* _Records for the task_:
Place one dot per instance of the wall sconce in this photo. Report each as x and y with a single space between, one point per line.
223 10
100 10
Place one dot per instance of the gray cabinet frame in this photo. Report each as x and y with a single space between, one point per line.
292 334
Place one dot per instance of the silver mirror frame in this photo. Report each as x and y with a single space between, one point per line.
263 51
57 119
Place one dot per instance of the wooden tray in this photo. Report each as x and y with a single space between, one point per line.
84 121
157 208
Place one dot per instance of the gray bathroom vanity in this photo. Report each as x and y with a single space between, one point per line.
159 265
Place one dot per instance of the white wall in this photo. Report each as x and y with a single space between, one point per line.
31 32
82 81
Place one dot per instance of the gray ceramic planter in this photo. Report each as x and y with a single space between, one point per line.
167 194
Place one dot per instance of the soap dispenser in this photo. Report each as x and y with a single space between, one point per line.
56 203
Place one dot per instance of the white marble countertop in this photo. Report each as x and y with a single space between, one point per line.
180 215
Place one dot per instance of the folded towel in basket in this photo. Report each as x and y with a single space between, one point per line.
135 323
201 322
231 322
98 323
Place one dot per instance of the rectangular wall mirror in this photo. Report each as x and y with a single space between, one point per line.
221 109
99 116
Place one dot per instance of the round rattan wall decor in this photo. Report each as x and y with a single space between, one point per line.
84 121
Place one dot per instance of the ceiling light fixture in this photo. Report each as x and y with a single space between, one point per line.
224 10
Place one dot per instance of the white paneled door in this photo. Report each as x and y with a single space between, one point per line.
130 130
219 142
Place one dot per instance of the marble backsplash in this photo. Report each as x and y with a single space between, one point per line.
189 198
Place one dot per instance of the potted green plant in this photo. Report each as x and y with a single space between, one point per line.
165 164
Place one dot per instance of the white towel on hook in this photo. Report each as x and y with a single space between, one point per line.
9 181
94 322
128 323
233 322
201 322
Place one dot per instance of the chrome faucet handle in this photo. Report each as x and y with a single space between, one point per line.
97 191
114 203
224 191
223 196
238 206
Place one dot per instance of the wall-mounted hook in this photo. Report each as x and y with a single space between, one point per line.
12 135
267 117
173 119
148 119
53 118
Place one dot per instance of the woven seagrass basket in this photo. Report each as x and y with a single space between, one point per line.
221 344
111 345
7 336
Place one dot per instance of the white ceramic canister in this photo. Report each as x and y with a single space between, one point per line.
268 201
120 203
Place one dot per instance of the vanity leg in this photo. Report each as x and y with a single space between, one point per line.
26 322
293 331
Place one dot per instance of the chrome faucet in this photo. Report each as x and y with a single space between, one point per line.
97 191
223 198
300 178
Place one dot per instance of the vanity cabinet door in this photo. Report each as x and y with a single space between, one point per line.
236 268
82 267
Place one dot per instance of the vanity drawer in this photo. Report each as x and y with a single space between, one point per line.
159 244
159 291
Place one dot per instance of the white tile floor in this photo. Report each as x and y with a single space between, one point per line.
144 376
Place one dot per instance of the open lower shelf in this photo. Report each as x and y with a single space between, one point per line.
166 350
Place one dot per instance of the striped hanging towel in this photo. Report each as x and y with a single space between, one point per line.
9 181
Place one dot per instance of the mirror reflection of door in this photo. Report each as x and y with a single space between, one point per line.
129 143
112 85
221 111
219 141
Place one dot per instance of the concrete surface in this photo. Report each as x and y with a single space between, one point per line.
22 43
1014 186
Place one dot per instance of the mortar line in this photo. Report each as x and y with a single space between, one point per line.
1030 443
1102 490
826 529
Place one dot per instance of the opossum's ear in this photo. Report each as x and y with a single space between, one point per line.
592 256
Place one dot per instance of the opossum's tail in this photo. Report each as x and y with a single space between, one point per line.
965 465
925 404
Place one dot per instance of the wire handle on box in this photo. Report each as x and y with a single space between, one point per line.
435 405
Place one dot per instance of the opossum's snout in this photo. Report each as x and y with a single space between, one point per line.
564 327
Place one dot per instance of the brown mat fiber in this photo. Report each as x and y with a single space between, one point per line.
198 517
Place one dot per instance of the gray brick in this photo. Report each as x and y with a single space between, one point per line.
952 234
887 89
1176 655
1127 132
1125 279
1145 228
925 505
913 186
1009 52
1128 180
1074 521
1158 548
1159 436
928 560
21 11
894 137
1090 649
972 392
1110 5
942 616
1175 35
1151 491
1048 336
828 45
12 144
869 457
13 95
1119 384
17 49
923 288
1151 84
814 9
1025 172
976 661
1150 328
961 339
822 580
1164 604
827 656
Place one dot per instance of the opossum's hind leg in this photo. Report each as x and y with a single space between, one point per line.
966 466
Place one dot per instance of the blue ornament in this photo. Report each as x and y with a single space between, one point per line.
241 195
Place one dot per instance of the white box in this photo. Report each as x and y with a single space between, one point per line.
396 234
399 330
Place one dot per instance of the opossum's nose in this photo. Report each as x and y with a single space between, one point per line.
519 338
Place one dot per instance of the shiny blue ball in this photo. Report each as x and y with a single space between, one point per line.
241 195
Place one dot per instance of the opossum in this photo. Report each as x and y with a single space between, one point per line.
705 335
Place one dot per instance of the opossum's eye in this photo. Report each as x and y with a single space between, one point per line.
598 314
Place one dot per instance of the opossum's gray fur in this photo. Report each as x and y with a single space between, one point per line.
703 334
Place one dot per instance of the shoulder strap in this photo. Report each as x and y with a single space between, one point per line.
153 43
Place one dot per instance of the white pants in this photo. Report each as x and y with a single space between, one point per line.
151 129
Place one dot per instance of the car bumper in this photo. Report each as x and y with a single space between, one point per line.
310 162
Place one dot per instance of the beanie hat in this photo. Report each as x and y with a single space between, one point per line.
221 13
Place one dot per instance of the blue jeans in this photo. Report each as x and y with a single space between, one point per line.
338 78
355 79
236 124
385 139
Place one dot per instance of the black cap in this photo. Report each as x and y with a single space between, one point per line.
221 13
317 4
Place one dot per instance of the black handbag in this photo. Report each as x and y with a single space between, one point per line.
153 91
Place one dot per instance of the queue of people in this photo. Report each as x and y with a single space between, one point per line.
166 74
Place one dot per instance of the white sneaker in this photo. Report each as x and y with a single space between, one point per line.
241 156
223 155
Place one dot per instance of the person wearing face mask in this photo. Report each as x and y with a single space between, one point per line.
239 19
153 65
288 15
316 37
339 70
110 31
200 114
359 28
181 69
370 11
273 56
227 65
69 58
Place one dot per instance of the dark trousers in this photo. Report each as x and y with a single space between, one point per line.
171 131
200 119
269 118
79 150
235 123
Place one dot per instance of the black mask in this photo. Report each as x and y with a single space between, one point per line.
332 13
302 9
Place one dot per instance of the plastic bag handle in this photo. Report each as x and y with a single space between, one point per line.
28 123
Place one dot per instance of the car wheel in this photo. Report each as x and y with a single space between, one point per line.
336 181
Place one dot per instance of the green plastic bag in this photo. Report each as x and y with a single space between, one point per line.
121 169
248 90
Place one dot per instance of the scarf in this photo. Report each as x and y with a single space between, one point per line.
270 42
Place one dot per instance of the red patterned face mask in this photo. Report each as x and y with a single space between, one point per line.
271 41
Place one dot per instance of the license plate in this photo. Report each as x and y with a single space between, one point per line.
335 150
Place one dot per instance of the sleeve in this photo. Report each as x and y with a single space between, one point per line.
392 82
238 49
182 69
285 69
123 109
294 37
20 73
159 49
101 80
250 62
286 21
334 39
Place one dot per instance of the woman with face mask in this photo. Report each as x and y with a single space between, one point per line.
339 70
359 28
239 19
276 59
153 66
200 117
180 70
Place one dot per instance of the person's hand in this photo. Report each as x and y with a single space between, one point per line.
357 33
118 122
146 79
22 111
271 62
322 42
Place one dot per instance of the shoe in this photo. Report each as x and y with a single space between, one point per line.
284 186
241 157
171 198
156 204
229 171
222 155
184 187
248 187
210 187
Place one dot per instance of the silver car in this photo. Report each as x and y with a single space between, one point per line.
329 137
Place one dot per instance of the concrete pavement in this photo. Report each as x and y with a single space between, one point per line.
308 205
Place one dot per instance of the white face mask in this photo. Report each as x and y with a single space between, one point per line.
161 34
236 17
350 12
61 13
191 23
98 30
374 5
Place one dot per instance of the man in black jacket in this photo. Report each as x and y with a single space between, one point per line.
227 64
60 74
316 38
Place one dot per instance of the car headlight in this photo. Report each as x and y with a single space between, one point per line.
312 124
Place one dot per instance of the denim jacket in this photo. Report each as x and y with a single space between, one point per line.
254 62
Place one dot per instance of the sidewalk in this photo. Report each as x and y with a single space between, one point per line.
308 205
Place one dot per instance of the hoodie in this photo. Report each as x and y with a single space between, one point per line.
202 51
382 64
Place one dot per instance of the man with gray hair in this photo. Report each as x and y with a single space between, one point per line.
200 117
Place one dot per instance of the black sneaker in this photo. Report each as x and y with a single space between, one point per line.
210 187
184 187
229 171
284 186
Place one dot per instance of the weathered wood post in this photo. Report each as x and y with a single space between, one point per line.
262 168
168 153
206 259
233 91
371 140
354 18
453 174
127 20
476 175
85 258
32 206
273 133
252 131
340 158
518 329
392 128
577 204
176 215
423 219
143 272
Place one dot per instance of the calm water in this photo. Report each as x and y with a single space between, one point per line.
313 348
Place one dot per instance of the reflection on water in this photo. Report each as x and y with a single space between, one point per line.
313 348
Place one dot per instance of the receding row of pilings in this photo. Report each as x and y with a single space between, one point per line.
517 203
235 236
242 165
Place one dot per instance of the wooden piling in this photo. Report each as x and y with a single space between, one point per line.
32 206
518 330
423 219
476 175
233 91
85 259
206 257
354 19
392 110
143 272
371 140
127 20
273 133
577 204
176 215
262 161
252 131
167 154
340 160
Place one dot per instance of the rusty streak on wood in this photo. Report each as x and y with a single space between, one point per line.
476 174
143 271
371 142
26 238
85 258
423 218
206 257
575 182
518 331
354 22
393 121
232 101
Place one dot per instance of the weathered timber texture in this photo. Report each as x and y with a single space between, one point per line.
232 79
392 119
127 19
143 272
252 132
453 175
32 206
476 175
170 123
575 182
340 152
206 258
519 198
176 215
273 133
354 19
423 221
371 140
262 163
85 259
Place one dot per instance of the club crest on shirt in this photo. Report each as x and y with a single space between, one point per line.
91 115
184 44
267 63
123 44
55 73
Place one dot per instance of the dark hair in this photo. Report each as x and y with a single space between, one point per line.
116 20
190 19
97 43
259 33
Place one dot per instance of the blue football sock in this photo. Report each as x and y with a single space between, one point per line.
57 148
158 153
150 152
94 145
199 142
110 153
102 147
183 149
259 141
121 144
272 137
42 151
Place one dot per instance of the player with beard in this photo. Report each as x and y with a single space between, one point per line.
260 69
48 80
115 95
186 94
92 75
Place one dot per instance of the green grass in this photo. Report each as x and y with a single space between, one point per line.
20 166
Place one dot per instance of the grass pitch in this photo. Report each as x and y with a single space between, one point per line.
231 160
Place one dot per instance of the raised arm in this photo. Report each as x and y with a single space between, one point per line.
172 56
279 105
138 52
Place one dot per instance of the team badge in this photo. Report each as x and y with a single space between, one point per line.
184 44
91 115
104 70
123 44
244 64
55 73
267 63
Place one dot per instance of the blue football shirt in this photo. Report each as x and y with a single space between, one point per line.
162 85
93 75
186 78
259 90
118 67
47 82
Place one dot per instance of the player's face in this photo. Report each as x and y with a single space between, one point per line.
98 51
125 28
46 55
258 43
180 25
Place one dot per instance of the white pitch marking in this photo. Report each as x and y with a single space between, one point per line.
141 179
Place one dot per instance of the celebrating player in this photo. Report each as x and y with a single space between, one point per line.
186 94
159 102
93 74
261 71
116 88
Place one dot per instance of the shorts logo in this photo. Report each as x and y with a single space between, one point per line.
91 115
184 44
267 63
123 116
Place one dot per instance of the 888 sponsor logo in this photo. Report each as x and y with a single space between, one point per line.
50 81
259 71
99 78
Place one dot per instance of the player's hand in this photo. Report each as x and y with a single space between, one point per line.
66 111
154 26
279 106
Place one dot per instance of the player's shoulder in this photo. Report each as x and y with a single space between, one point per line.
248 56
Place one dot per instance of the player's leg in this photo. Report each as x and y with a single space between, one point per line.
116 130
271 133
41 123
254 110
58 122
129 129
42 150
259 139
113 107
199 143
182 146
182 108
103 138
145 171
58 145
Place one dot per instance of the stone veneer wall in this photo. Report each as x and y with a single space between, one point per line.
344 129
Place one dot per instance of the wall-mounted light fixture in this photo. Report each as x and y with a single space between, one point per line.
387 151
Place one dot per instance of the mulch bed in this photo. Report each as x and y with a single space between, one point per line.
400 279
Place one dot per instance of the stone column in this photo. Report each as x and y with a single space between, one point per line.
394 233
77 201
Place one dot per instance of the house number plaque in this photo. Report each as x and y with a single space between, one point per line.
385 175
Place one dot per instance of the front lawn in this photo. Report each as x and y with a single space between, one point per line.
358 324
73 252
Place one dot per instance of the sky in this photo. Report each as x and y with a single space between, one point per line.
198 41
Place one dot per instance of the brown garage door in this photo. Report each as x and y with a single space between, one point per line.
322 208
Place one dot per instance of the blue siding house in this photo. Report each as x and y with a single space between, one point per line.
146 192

* _Exercise description_:
All lines from the line containing "Place one dot per instance of the wall-mounted light" through the end of the listing above are to be duplicated exactly; include both ends and nothing further.

* _Task response_:
Place one dot per instance of the wall-mounted light fixture in this photo. Report each as x and y with a single space between, one point per line.
387 151
Place one dot per instance of the mulch bed in this photo. Report each as x and y with a single space between, one point per line.
400 279
Place one dot per instance of the stone column in this photo. Report each as x and y with a single space between, one point per line.
394 233
77 201
Place one dot per instance of the house number plaque in this photo. Report each as x and y with a single space between, one point per line.
385 175
Place one dot per instance of the front lawn in this photo. Report each as x and y with a single space between, one point per line.
358 324
73 252
Place one dot per instance of the sky in this photo. Report each as x and y with a single space between, one point per line.
198 41
Place one dot per instance of the brown garage door in this photo. Report each as x and y with a single space between, one point per line.
322 208
Place one dot per instance of the blue siding house in this photo. Report each as x and y with a single space between, one point per line.
146 192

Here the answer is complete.